Challenge A: Translate this sentence from the cycling ride account into Spanish: "We drop our bikes, and get in line for food and ice."
Challenge B: List every place name that appears in the cycling ride account.
Challenge C: According to the cycling ride account, how many miles of uphill open Stage 4?

Document:
On paper, this looks like a pretty easy section, but it’s a lot harder than I expected. It’s a series of climbs followed by flatish sections, and I’m noticing the heat. They have officers and volunteers out to make sure we get from the right shoulder of the highway over to the left side, and they are batching up riders to do so. In front of us we see one rider overbalance to the right and only save it through a miracle leg move. When we get to this point, I’ve decide to make things interesting and stay in a middle gear, and nearly fall over when we need to ride across the road to rest stop. As does everybody else.

We drop our bikes, and get in line for food and ice. The wait here is probably 15 minutes, mostly because of the time to get ice socks. I skip the ice sock (for some stupid reason) and fill my ziplocs with ice for the front and back, and that helps a little. I try to eat, but the heat makes it difficult so I don’t each much. I do get two bottles of water.

I know the grade here is steeper and I won’t be riding with the rest of the group, so I roll out a little early.







7.1 miles

15.6 mph


327 kcal


 Stage 4: Cayuse Pass to Deli stop

Distance: 25 miles (about the distance from Renton to Tacoma)

Now, we’ve gotten to the meat of the ride. 17 miles of uphill, followed by 8 miles of downhill, followed by sandwiches and soft drinks.

The early part of the pass is a surprise – it’s (yet another) set of climbs and flatish parts, but it has reasonable amounts of shade, so I’m feeling okay. I do kick down to my granny gear on the front, and figure I’ll be in it all the way to the top. This continues for the first 9 miles of the climb, during which we climb about 800′.

Then something happens to the road. I don’t know if there were budgetary concerns or the upper pass was done by a different group than the lower pass, but at the 9 mile mark, some nameless highway engineer gets out his 7% grade ruler, and that’s what we will follow all the way to the top. Take a look at the profile and you’ll see what I mean. I settle into a pattern:

Each minute I turn the cranks over about 70 times, progress a tenth of a mile forward, and climb 170′. Just do that 80 times, and I’ll be at the top.

After about 10 minutes of this, I pass a waterfall on the side of the road, and see a rider climbing down to it. I get off the bike, climb down, and wet down my face, head, and body. The water tastes salty – not from dissolved minerals in it, but from the salt that is dissolving off my head as I rinse down. I get back on the bike, and then it’s back to my unhappy place as I progress upwards.

Every 15 minutes or so I pass somebody, and every 15 minutes or so somebody passes me, but generally all the riders are progressing at the same slow pace, a steady 6MPH.

Did I mention it’s hot? At the same time we hopped on the 7% treadmill, we lost most of our shade, and it’s above 90 (my guess is that it’s well above 90) at this point.

Location identification items
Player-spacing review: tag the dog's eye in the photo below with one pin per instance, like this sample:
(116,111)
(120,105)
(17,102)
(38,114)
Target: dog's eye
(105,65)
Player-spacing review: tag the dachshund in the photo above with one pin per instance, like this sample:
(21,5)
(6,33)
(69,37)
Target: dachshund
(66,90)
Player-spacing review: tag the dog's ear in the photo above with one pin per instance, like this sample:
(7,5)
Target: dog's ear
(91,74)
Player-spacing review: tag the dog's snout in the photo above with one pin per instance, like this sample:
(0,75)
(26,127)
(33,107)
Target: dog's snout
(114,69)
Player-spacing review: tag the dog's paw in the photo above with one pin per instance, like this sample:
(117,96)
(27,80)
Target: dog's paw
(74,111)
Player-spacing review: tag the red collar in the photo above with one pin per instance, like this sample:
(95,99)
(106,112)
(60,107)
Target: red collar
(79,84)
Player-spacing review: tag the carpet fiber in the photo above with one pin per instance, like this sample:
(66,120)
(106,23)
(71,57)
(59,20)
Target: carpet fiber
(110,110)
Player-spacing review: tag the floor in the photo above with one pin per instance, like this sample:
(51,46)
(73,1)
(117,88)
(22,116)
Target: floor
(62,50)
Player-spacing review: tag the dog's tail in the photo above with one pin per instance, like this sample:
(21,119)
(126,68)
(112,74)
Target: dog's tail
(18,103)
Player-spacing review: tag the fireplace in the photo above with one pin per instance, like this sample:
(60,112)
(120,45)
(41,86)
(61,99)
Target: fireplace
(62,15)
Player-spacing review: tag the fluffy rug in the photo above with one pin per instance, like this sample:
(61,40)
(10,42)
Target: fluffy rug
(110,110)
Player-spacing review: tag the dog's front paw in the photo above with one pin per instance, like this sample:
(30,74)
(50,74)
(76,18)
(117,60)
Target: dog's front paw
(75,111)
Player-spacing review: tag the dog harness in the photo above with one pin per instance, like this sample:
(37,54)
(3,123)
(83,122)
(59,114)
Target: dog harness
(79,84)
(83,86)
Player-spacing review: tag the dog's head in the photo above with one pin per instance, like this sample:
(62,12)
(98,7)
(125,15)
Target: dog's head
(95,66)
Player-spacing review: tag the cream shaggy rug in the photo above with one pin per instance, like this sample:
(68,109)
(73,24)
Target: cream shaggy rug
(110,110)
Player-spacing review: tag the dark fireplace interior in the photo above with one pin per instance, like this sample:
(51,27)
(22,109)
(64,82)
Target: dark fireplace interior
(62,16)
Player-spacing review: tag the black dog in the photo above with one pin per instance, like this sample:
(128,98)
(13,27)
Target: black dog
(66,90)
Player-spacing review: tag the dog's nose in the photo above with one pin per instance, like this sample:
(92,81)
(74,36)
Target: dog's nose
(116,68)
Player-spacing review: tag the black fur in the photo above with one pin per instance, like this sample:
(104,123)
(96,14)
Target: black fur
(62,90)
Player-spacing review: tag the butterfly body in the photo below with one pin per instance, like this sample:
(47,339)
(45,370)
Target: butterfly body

==

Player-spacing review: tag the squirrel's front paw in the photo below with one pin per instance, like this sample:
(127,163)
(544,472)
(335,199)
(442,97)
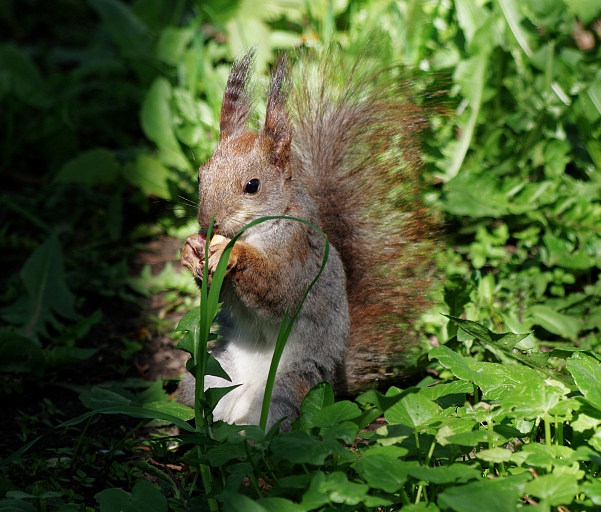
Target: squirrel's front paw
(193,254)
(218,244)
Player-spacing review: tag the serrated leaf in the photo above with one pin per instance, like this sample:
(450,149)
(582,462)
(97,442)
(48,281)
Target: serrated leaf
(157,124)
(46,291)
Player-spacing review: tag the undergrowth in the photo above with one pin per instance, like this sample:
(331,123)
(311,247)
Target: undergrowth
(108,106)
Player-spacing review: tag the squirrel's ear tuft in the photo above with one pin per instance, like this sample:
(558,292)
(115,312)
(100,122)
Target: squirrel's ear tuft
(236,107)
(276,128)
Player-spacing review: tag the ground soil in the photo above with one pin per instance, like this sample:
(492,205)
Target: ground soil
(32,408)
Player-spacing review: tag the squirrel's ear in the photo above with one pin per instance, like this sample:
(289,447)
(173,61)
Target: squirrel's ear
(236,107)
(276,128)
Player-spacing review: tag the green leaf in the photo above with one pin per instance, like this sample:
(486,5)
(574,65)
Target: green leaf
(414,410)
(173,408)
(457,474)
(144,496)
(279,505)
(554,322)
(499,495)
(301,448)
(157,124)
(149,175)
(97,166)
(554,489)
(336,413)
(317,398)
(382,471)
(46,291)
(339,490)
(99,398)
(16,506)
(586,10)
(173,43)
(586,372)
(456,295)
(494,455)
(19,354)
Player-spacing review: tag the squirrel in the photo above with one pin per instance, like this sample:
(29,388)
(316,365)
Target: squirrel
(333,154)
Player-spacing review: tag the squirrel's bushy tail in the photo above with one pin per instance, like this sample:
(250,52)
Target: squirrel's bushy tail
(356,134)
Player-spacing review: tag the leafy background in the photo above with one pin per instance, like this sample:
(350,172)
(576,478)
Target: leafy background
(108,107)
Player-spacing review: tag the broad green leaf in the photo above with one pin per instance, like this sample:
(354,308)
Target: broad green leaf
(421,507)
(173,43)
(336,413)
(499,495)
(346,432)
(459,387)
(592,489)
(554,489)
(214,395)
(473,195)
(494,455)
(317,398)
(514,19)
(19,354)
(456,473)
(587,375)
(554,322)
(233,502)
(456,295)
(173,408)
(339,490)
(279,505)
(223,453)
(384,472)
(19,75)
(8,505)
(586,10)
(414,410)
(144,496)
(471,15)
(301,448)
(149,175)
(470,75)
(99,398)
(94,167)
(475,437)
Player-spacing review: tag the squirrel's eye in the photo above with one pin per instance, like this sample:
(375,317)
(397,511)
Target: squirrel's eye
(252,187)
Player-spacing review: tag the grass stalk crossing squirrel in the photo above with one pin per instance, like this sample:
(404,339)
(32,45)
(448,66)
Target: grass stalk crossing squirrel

---

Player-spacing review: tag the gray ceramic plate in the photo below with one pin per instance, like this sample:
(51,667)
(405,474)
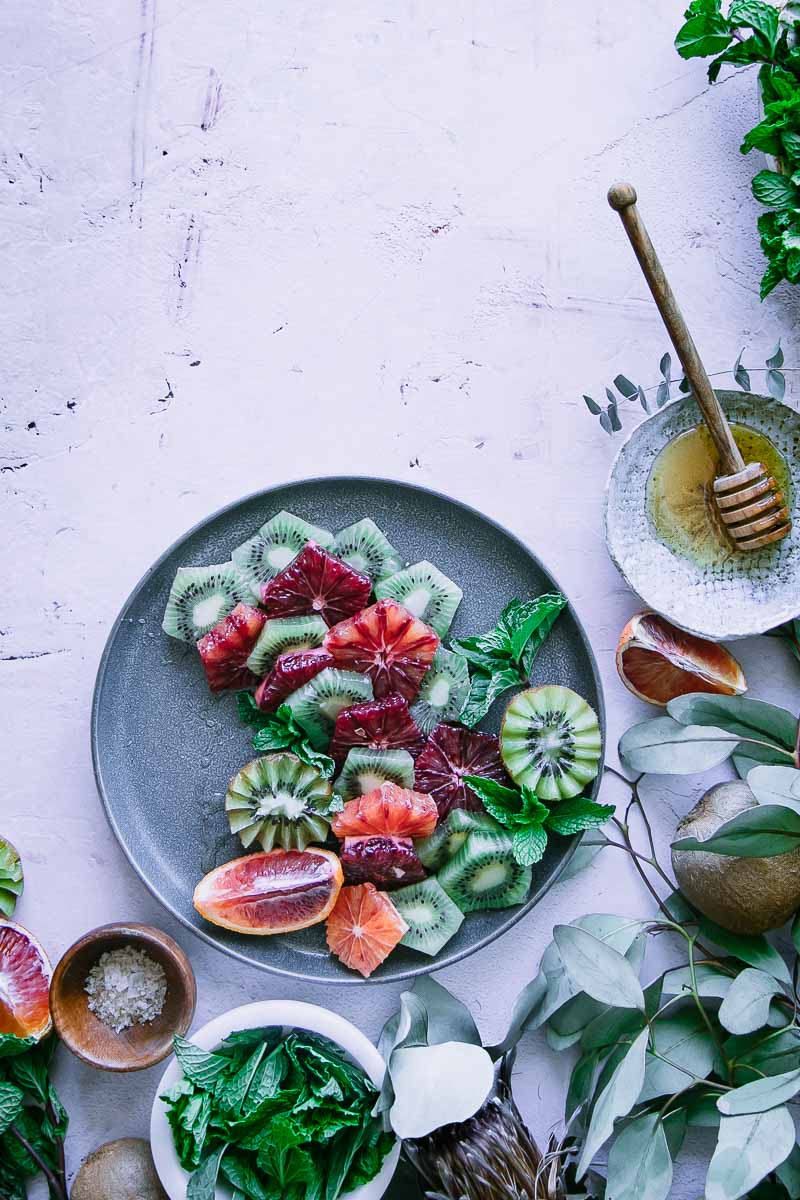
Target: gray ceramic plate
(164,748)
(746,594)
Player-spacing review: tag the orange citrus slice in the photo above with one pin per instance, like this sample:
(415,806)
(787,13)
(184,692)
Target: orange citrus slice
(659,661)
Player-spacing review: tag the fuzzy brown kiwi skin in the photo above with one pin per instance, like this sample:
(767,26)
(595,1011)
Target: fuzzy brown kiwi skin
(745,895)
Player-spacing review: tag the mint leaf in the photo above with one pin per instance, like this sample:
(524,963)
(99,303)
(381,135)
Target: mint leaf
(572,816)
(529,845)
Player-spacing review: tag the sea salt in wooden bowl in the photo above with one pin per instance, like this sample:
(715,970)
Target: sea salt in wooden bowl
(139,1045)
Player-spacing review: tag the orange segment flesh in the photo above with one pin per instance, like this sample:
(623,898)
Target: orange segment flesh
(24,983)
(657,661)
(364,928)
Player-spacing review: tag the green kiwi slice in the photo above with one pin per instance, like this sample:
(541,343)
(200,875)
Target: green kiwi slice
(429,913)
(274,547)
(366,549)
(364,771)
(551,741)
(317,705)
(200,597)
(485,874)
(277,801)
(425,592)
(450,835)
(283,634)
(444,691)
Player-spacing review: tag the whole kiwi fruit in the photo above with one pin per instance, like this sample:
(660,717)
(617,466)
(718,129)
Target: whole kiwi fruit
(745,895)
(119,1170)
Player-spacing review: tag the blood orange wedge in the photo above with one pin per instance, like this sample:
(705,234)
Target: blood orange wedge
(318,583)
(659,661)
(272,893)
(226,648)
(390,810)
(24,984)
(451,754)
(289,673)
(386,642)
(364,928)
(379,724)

Correct output A: Dejamos las bicicletas y hacemos fila para conseguir comida y hielo.

Correct output B: Cayuse Pass, Renton, Tacoma

Correct output C: 17 miles